Read the data below. Every line holding the string "water" must be copied.

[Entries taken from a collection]
###

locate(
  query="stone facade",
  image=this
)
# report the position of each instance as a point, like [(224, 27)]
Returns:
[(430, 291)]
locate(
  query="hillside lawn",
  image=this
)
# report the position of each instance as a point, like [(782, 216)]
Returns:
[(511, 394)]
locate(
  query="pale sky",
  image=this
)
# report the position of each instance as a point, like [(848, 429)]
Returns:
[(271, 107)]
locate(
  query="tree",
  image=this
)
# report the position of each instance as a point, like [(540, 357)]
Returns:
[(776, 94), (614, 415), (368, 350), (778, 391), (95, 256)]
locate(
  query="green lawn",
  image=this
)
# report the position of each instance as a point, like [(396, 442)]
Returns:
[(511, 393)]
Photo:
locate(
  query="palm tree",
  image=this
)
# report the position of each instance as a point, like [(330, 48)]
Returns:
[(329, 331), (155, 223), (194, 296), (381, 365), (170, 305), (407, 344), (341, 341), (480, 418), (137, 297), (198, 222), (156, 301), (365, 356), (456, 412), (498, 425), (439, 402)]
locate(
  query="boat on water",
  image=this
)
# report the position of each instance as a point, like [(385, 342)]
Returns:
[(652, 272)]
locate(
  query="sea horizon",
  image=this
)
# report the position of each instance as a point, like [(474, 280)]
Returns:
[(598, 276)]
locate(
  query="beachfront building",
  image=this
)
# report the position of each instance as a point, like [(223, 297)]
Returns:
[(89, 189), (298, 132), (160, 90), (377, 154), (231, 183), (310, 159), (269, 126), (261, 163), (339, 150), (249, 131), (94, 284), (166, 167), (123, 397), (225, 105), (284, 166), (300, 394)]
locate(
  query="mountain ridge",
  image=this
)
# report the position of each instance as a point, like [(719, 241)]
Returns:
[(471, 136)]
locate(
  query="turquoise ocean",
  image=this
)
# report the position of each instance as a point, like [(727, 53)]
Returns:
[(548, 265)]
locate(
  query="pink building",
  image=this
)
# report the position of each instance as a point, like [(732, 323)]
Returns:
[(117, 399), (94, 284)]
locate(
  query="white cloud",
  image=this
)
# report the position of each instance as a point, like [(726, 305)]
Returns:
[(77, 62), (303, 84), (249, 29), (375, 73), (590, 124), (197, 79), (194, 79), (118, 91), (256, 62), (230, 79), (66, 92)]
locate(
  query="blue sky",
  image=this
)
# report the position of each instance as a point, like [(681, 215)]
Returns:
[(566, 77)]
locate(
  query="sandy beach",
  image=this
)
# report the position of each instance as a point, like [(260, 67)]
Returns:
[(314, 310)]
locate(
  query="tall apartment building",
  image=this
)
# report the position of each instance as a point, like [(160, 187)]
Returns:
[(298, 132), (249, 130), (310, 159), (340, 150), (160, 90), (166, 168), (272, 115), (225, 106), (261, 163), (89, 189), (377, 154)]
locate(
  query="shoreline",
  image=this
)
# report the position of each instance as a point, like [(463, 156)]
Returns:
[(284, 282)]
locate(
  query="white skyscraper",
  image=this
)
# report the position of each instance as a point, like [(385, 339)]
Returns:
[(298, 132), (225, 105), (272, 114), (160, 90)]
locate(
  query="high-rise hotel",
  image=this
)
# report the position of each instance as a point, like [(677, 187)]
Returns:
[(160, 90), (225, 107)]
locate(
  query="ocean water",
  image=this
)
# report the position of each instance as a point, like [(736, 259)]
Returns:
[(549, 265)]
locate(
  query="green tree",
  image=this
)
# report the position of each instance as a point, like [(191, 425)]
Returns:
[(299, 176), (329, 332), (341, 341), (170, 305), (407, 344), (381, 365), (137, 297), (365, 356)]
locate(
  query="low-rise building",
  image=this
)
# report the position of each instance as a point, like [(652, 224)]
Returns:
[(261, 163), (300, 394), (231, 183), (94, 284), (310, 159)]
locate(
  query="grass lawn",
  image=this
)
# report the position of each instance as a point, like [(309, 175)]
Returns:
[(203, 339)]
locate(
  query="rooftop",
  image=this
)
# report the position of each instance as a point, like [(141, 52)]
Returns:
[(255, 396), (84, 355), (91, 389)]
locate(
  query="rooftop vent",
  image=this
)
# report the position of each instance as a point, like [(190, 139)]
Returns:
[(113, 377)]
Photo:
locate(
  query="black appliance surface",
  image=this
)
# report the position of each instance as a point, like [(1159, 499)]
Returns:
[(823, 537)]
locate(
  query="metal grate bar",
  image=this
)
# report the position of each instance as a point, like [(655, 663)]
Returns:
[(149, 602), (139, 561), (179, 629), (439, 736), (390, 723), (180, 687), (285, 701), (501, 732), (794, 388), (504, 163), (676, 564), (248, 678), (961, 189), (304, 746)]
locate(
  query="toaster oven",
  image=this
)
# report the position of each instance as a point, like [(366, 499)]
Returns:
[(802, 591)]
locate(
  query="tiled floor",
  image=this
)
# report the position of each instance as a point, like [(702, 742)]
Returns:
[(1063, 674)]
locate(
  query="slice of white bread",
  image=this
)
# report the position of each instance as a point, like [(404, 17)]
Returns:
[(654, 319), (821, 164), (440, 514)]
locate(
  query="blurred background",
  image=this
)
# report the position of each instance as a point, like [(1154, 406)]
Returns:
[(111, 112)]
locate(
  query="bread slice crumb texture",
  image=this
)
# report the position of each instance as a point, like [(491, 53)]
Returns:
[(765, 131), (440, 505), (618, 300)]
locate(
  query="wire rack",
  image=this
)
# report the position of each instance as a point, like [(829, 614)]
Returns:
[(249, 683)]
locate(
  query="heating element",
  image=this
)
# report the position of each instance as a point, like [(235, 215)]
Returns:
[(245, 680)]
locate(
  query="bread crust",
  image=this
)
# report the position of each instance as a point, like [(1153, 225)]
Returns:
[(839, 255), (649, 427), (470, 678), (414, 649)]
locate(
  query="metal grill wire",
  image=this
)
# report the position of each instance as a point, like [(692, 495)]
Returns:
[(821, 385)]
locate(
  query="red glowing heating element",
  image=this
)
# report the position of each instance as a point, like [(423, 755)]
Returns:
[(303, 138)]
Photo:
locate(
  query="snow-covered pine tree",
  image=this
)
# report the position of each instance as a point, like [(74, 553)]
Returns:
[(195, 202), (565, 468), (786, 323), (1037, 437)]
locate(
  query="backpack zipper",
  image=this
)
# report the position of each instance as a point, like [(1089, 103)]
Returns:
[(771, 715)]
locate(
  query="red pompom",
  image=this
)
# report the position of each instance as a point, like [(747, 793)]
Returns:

###

• FINISHED EXERCISE:
  query="boat on water",
  query="ocean water",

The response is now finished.